> TASK OBJECTIVE
Using the entries below, transcribe exactly the line containing "If you could tag the puppy's erect" and each line that follows it to the end.

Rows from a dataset
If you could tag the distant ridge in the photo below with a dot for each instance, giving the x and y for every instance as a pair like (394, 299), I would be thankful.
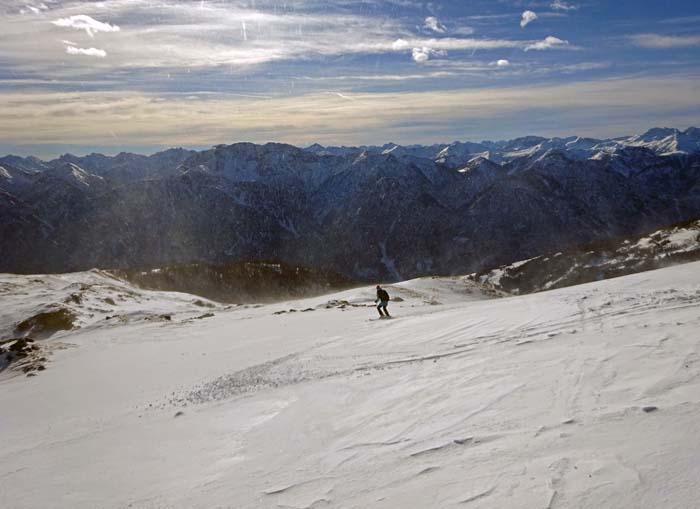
(369, 213)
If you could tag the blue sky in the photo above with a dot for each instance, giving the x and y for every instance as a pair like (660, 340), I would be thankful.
(144, 75)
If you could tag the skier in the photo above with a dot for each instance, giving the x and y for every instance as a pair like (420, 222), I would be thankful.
(382, 301)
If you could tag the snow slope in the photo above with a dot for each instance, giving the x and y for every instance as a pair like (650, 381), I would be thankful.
(460, 401)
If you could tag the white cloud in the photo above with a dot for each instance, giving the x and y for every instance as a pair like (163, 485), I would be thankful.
(83, 22)
(432, 23)
(656, 41)
(172, 120)
(400, 44)
(424, 54)
(528, 17)
(560, 5)
(549, 43)
(90, 52)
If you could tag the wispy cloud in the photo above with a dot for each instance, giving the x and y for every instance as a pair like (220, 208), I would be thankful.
(657, 41)
(87, 23)
(560, 5)
(433, 24)
(89, 52)
(550, 42)
(177, 120)
(424, 54)
(527, 18)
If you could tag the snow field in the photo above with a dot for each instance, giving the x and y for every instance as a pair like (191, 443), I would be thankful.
(581, 397)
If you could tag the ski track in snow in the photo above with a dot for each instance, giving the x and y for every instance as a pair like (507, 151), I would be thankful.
(583, 397)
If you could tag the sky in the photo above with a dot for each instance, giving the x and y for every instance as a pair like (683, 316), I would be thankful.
(142, 75)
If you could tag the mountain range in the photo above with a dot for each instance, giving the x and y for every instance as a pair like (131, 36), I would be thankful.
(370, 213)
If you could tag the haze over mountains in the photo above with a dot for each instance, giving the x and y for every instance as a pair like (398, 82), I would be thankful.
(370, 213)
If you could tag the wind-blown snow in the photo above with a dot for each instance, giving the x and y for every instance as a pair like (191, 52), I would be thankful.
(583, 397)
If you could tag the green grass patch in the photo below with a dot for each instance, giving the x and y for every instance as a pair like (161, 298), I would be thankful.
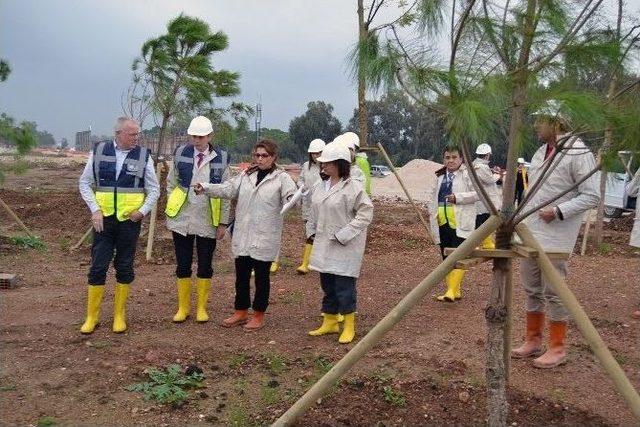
(29, 242)
(168, 385)
(394, 397)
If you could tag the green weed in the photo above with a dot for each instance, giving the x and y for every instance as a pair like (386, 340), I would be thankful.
(394, 397)
(29, 242)
(168, 385)
(237, 360)
(46, 421)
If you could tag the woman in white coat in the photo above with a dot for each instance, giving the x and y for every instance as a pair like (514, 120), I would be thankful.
(260, 192)
(452, 214)
(632, 191)
(309, 177)
(341, 211)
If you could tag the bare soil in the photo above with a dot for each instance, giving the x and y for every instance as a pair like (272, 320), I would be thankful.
(428, 371)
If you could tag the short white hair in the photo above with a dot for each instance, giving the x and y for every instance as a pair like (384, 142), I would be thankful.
(120, 122)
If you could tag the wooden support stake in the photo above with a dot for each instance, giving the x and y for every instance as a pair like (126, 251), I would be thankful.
(395, 172)
(82, 239)
(387, 323)
(13, 215)
(585, 236)
(589, 332)
(152, 221)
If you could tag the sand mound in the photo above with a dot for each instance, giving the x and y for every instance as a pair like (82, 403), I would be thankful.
(418, 176)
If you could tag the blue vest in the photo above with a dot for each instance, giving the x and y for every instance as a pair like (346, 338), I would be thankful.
(183, 163)
(104, 167)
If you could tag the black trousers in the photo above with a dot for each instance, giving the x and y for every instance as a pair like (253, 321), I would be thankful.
(121, 236)
(448, 238)
(339, 293)
(244, 266)
(481, 218)
(183, 246)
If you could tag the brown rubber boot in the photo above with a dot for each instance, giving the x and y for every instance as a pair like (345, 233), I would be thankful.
(256, 322)
(239, 317)
(532, 346)
(556, 354)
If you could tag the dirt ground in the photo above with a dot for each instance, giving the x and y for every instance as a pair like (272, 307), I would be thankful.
(428, 371)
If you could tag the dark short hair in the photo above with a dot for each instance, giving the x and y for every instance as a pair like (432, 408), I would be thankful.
(451, 149)
(269, 145)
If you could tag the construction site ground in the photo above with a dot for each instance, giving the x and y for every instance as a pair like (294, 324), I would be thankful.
(429, 370)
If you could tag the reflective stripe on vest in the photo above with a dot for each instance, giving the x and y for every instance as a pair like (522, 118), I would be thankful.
(183, 165)
(123, 194)
(446, 214)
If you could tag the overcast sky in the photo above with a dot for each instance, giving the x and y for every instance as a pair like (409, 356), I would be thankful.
(71, 59)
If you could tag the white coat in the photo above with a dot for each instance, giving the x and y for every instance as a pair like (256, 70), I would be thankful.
(632, 189)
(339, 219)
(356, 174)
(195, 215)
(464, 208)
(257, 231)
(561, 235)
(481, 166)
(309, 177)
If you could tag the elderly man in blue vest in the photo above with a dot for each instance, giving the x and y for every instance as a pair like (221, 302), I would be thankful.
(120, 187)
(195, 219)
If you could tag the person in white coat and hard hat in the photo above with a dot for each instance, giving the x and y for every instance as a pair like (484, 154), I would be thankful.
(348, 141)
(341, 211)
(196, 219)
(260, 193)
(485, 175)
(309, 177)
(452, 214)
(632, 190)
(555, 227)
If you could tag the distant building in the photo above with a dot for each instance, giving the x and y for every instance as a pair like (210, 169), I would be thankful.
(83, 140)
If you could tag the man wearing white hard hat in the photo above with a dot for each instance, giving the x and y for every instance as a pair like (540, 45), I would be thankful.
(522, 181)
(119, 185)
(361, 159)
(348, 141)
(555, 227)
(309, 177)
(340, 213)
(195, 219)
(485, 175)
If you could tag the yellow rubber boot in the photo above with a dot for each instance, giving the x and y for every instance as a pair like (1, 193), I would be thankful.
(184, 299)
(488, 242)
(119, 308)
(453, 281)
(329, 325)
(306, 257)
(203, 286)
(349, 329)
(94, 300)
(275, 266)
(340, 317)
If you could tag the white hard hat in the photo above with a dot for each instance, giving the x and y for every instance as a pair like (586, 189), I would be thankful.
(316, 146)
(353, 138)
(483, 149)
(334, 151)
(200, 126)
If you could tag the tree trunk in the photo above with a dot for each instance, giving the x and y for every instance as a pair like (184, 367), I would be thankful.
(362, 106)
(600, 215)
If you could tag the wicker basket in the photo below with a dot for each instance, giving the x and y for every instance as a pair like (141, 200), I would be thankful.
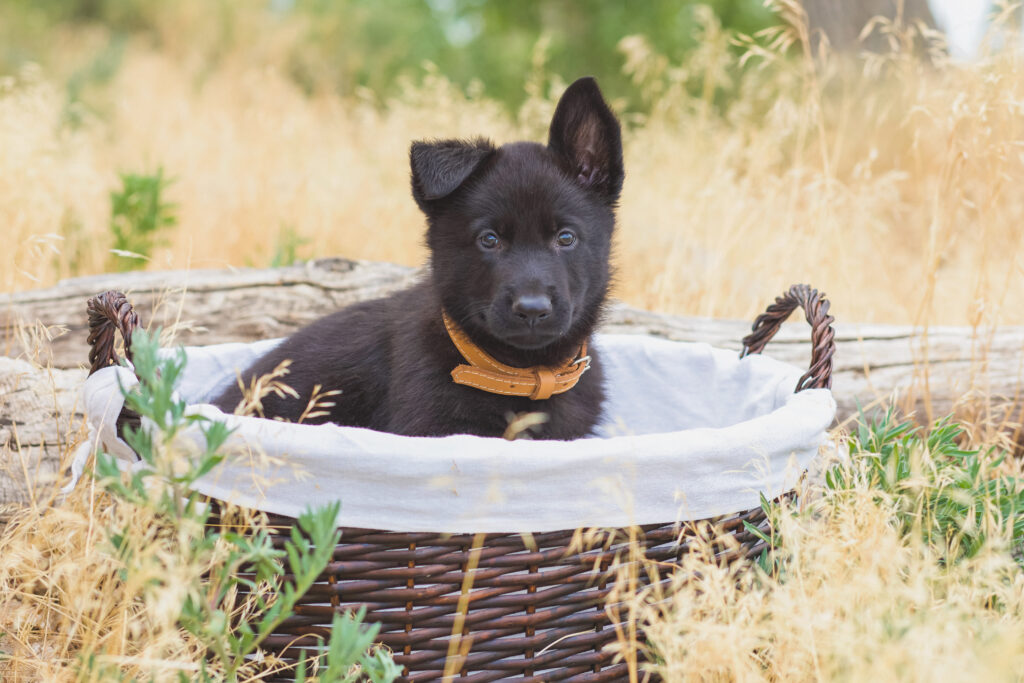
(528, 607)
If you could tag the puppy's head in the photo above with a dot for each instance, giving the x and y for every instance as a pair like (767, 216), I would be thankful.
(520, 235)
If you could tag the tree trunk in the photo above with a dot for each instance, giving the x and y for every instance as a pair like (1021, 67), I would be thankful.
(935, 371)
(842, 20)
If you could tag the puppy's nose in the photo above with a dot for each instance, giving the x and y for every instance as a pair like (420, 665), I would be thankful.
(530, 308)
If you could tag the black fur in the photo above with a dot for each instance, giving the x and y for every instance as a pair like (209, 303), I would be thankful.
(525, 299)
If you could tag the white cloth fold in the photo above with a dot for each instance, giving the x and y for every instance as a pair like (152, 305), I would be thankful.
(689, 432)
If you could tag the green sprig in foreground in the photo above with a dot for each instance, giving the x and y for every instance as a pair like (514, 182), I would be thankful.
(244, 592)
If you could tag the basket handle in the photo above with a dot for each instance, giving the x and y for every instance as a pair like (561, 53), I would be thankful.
(109, 312)
(822, 336)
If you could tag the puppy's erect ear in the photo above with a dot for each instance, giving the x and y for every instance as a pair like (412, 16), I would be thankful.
(440, 167)
(586, 134)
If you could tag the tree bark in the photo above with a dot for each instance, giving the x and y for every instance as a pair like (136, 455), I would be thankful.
(43, 333)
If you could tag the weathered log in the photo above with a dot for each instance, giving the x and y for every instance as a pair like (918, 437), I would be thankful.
(45, 330)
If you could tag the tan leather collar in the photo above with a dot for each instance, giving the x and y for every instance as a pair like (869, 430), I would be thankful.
(537, 383)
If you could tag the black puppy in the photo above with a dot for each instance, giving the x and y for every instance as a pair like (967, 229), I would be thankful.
(519, 240)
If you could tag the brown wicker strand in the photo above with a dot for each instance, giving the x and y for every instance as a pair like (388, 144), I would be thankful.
(109, 312)
(532, 610)
(822, 336)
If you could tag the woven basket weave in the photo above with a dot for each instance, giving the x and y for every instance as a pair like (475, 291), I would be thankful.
(525, 606)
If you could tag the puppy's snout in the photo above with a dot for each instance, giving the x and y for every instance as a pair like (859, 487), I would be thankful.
(531, 308)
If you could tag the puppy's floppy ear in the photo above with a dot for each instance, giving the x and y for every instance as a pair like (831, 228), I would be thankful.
(586, 134)
(441, 166)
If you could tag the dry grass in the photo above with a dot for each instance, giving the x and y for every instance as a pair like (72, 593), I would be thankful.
(891, 183)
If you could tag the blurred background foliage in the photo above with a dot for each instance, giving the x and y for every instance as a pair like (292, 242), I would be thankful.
(486, 47)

> RIGHT ANSWER
If you could tag the puppy's erect ear in the photo above with a dot for each instance, giving the x and y for every instance as a pair like (412, 16), I would be thankful.
(440, 167)
(586, 134)
If you could tag the tree bark in the photo above with a dot for each instance, giving the x and y for every instance as a pair like (136, 455), I would be thankful.
(43, 333)
If you could tag the weathered log in the photo above with a dot for each instance, giving the x and y for every instance as a pair like (918, 437), I would be thankful.
(45, 330)
If you could tag the tan leather collar in the photo above with a dot for each instance, giving the x and y for every instance as a pair like (869, 430), I would be thankful.
(537, 383)
If you could tag the black puppy in the photo above with a dot for each instance, giving the x and y for every instance as a pair like (967, 229), I would be thankful.
(519, 240)
If you could tag the brown wicker strand in the photo above with a dot for each instance, giving the x and y for every instance as a pair like (388, 144), I would be thankful.
(109, 312)
(532, 610)
(822, 336)
If you could tag the woven basket weave in the photo above with a dot for each instance, giving the x and y for every instance as a pair like (475, 291), I would be thankful.
(525, 606)
If you could tag the puppy's snout in the photo above with a dot for each instance, giving the x and y for every instance as a pair like (859, 487), I would be thankful.
(531, 308)
If you could tag the puppy's floppy ear in the photo above with a dot for each instance, giving the x and y for every instance as a pair like (831, 228), I would be thankful.
(586, 134)
(441, 166)
If you could tag the dry grass in the photo above with a dot for each instance, giving the x and y for every instance as a pair like (72, 593), I would be thankful.
(891, 183)
If you could tag the blurred background foliage in the photo above with a dot for each instance, giving the x and y for every instance as a pair like (292, 242), I would be thankful.
(486, 47)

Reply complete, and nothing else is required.